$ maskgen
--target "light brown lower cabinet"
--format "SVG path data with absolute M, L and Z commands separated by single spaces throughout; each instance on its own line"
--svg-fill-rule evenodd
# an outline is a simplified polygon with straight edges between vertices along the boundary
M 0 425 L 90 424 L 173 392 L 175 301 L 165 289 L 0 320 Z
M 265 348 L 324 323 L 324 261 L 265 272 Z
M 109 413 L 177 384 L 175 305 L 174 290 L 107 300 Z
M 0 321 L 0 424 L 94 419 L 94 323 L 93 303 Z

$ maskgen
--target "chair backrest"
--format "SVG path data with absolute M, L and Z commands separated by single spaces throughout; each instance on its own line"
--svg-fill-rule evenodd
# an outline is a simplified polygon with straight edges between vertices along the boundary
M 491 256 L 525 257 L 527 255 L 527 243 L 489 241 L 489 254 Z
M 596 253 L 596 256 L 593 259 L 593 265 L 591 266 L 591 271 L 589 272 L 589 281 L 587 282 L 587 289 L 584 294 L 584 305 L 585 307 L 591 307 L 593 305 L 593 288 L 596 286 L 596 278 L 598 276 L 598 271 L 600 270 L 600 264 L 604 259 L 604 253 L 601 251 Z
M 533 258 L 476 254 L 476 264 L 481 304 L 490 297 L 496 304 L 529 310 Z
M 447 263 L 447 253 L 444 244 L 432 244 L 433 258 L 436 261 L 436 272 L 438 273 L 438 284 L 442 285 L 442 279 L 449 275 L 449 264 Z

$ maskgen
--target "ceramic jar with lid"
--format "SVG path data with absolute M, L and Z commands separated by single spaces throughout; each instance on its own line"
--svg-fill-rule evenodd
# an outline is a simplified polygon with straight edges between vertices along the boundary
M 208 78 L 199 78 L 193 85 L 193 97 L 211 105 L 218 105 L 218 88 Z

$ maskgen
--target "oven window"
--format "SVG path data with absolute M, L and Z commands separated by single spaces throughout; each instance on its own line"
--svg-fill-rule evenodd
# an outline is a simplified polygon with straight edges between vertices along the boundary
◆ ◆ ◆ ◆
• PROBLEM: Only the lines containing "target" are needed; copy each of them from the data.

• SOLUTION TO THE PROBLEM:
--target "light brown lower cabinet"
--target "chair backrest"
--target "ceramic jar with lid"
--target "oven window"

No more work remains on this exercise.